Rewrite the listing below from the line with "glass-clad building in the photo above." up to and including its final line, keeping every line and adding 112 to each coordinate in the answers. Leave the pictures out.

======== DATASET ROWS

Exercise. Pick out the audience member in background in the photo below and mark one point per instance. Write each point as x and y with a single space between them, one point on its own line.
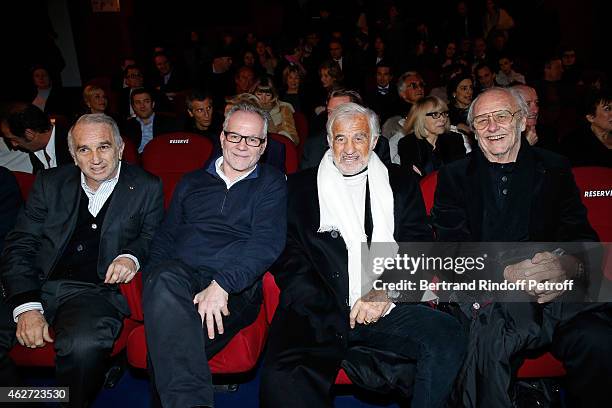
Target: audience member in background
146 124
536 133
266 57
170 79
431 143
281 113
10 203
30 129
202 118
49 98
496 19
506 75
219 79
274 154
383 99
95 99
244 78
292 90
460 91
84 231
317 143
331 78
591 144
410 88
572 70
485 77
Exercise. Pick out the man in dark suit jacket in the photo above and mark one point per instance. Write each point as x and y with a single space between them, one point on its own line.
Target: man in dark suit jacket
84 231
30 129
508 191
225 226
325 316
10 202
147 124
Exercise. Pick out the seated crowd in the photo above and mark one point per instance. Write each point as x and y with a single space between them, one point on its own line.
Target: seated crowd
499 138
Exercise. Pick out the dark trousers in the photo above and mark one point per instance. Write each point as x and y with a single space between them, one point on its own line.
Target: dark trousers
177 342
86 326
502 334
299 371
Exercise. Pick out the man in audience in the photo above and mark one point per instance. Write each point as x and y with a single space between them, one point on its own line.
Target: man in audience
84 231
30 129
317 143
324 314
535 133
147 124
591 143
383 100
225 226
202 117
485 77
507 191
244 80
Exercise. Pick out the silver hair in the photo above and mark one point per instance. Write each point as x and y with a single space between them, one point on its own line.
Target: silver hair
349 110
514 94
401 81
95 118
249 107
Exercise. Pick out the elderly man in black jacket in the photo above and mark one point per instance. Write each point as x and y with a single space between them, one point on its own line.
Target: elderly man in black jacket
508 191
85 230
325 315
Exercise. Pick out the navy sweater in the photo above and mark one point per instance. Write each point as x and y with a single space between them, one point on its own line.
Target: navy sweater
237 232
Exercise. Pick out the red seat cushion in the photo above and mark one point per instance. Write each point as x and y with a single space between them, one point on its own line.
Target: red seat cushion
239 356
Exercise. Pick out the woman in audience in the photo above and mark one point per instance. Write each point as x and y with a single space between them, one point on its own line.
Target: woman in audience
431 143
460 91
292 81
331 78
266 57
95 99
281 112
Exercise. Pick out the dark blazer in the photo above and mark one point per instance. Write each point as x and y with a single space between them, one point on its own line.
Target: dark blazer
10 202
45 226
543 193
161 124
62 153
312 272
420 153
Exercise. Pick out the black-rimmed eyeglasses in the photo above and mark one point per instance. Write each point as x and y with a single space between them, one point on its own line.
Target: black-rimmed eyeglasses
436 115
234 137
501 117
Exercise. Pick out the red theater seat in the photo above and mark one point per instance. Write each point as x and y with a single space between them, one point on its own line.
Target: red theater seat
171 155
241 353
292 158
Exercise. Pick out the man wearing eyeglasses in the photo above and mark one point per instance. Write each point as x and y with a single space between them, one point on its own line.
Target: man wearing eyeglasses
508 191
224 228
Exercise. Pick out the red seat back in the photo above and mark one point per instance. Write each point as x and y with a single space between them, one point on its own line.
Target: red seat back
594 183
25 181
171 155
428 189
291 154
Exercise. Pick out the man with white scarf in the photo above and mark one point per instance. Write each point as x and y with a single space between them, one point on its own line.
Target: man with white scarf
326 320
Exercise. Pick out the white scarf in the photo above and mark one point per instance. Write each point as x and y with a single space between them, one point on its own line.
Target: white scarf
339 213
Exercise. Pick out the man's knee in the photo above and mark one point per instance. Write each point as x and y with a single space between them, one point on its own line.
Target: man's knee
85 345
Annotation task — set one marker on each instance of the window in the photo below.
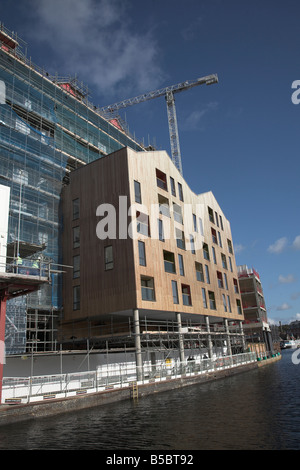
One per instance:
(161, 235)
(175, 292)
(177, 213)
(195, 223)
(220, 239)
(204, 298)
(180, 192)
(224, 303)
(221, 222)
(201, 226)
(205, 251)
(161, 180)
(147, 284)
(181, 266)
(225, 281)
(192, 242)
(75, 209)
(76, 237)
(137, 192)
(207, 278)
(220, 280)
(180, 240)
(212, 301)
(76, 298)
(164, 208)
(142, 253)
(224, 262)
(214, 236)
(76, 267)
(217, 219)
(229, 303)
(199, 272)
(108, 258)
(186, 295)
(214, 254)
(229, 246)
(169, 261)
(143, 224)
(173, 190)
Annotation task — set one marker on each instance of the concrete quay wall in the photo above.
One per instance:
(10, 414)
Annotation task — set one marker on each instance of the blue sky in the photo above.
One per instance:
(239, 138)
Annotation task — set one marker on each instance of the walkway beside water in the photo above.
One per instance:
(50, 406)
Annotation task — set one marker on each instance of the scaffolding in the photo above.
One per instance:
(157, 337)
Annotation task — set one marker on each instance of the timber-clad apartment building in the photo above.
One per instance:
(170, 252)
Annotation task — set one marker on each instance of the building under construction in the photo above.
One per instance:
(48, 128)
(149, 293)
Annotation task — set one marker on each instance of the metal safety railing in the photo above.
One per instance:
(38, 388)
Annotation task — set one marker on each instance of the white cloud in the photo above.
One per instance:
(278, 246)
(286, 279)
(295, 296)
(96, 40)
(193, 121)
(296, 243)
(283, 306)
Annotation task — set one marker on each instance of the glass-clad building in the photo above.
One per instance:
(47, 128)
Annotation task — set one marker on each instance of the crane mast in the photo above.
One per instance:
(168, 92)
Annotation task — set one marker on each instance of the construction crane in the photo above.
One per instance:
(168, 92)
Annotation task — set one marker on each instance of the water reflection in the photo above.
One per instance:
(254, 410)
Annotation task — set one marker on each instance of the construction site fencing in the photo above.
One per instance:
(38, 388)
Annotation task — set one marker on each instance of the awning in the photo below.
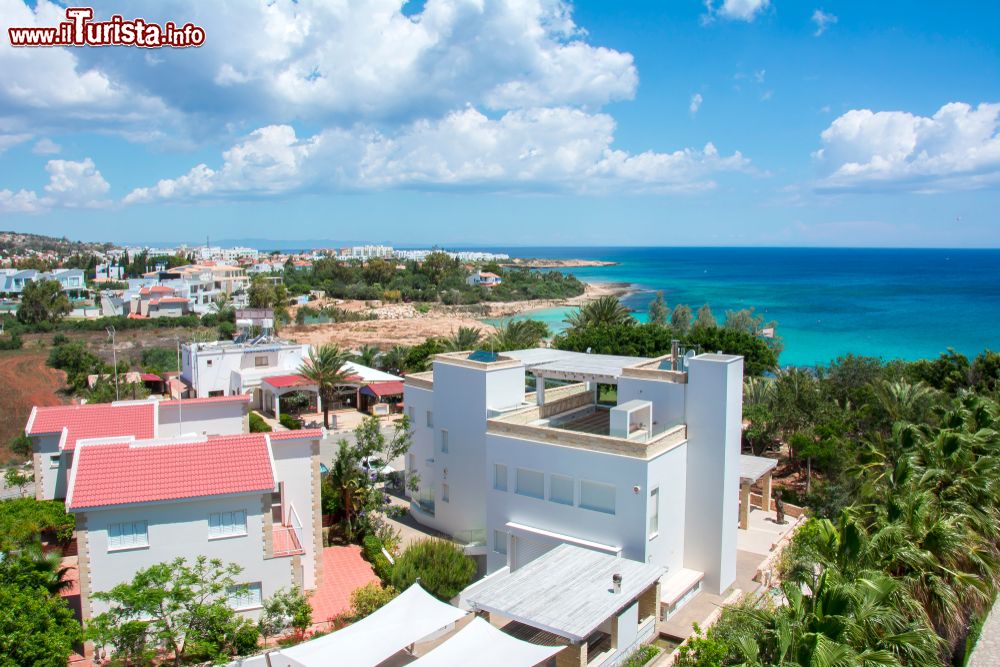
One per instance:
(490, 646)
(380, 389)
(408, 618)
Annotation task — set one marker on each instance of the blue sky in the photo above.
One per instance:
(529, 122)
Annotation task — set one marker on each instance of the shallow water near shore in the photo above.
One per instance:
(890, 303)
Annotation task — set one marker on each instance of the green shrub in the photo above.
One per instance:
(258, 425)
(290, 422)
(373, 554)
(442, 567)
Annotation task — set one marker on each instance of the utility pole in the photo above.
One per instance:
(114, 359)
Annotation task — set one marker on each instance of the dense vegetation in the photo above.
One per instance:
(900, 559)
(438, 278)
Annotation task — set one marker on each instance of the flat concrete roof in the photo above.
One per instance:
(567, 591)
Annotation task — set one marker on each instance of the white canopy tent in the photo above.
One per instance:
(408, 618)
(487, 646)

================

ANSWER TO THE EXERCISE →
Annotation task — set one marker on each instance of the glass-clad building in the photo above.
One per instance:
(159, 240)
Annotation task — set one marker on each instance of the crane mast in the photo above.
One per instance:
(280, 204)
Annotation task — set one marker on each instance of the construction crane in the photo above.
One per instance:
(280, 204)
Annotation task — set one marker on each instance of the water reflection in the photo above.
One per instance:
(366, 522)
Annotation task — set one marker on each instance of the construction site fencing in the photo above.
One per instance:
(150, 500)
Annotation task — set one marker on each instance of the awning in the photo below.
One per instance:
(602, 758)
(492, 501)
(520, 730)
Annotation task — set one marker on each instance of the blue sky in the photo above.
One per instance:
(641, 234)
Annotation task — set one marker on each instance of the shallow water near shore in the photo above.
One per instance:
(1002, 415)
Annotation task — set one marker on each instance of the green shrub in the photo above.
One per instance:
(370, 537)
(402, 534)
(485, 666)
(554, 679)
Annotation task — set one marker on each instance of the utility pole in the photo above.
One per instance:
(226, 471)
Annotation task — set one marker on each instance of the dense vegetation in the photo above.
One per instance:
(1012, 671)
(550, 390)
Annotation task — set one marker on each instance of the flat concrete roof in the photo above.
One per instance:
(679, 703)
Annotation task — set one marker on each instance of the white canopy tent in the photo above.
One per instance:
(520, 730)
(599, 758)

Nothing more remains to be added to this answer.